_EXTRACTED TEXT_:

You thought you only had to worry about the West Nile virus spread by mosquitoes biting infected birds. We also have Lyme disease being spread by ticks biting infected animals, especially deer, which in the City of Freeport, Illinois are running rampant throughout the City as evidenced by deer crossing signs in the middle of the City. Frankly, when I see such signs, it always amazes me because I did not know that deer could read. Now, we have the Zika virus which is also spread by mosquitoes, and the CDC (Center for Disease Control) predicts these infected mosquitoes will be in the Midwest this summer. It looks like the only safe place will be inside until the first killing frost in the fall which will kill the mosquitoes. It has been rumored that alcohol in the blood in the range of .02, well under the legal limit of .08, will cause mosquitoes which bite individuals with some alcohol in their blood to lose their sense of direction and fall to the ground. The CDC is researching the effects of alcohol on mosquitoes carrying the Zika virus, and will report its conclusions shortly. Perhaps, the CDC will soon recommend a drink day will keep the Zika away!

(Items from a dataset)
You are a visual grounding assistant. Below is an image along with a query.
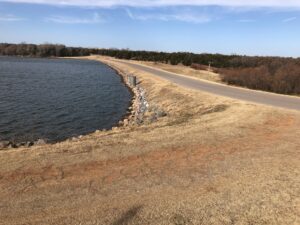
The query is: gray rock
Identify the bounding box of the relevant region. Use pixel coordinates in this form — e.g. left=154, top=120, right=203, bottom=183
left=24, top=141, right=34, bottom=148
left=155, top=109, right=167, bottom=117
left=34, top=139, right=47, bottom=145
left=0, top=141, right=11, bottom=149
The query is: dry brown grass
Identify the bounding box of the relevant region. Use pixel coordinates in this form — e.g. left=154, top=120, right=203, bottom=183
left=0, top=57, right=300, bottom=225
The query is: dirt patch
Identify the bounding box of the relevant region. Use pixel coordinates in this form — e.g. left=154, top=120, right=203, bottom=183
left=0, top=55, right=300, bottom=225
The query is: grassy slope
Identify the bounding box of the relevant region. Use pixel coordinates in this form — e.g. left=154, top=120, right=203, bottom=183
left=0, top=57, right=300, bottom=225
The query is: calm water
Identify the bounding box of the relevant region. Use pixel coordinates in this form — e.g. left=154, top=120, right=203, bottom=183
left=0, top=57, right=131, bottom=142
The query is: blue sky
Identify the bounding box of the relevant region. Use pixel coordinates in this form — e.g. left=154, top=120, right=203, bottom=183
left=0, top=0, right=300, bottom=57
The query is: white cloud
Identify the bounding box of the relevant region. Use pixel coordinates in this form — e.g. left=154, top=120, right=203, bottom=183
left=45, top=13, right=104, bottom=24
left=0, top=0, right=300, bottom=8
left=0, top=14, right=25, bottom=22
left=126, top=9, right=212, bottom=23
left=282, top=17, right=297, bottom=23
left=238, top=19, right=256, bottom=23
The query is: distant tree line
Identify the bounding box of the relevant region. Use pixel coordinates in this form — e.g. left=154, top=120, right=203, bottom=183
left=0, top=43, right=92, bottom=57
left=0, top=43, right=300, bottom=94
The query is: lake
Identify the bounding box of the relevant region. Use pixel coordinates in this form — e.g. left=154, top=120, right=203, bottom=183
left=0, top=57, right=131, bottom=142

_PROBLEM SET_:
1. Name every disease mentioned in the piece on mosquito- and tick-borne diseases.
2. Write a continuation of the piece on mosquito- and tick-borne diseases, starting after its final sentence about a drink a day keeping the Zika away.

_YOUR RESPONSES_:
1. West Nile virus, Lyme disease, Zika virus

2.
The disease is spread through mosquitoes and in the winter in Northern Illinois mosquitoes are not a problem. No locally transmitted Zika cases have been reported in the continental United States, but cases have been reported in returning travelers. Locally transmitted cases have been reported in Mexico, Brazil, other South American countries, and Puerto Rico. It sounds like another good reason to build the Trump Wall between Mexico and the United States, although it will probably not be high enough to keep those mosquitoes out.
A Houston woman described what it was like to be infected with the Zika virus during a trip to El Salvador over Christmas. Lizzie Morales told ABC’s Houston station KTRK-TV that she spent a week experiencing the extreme fatigue, nausea and a large rash that covered her body.
“You have no strength or energy to sit down. You just want to lay down and sleep,” she told KTRK-TV.
Morales said she had fatigue for a week and nausea towards the end of her virus.
“Christmas Eve, I was scratching. My chest, bumps on my lips, eyes, ears,” she said.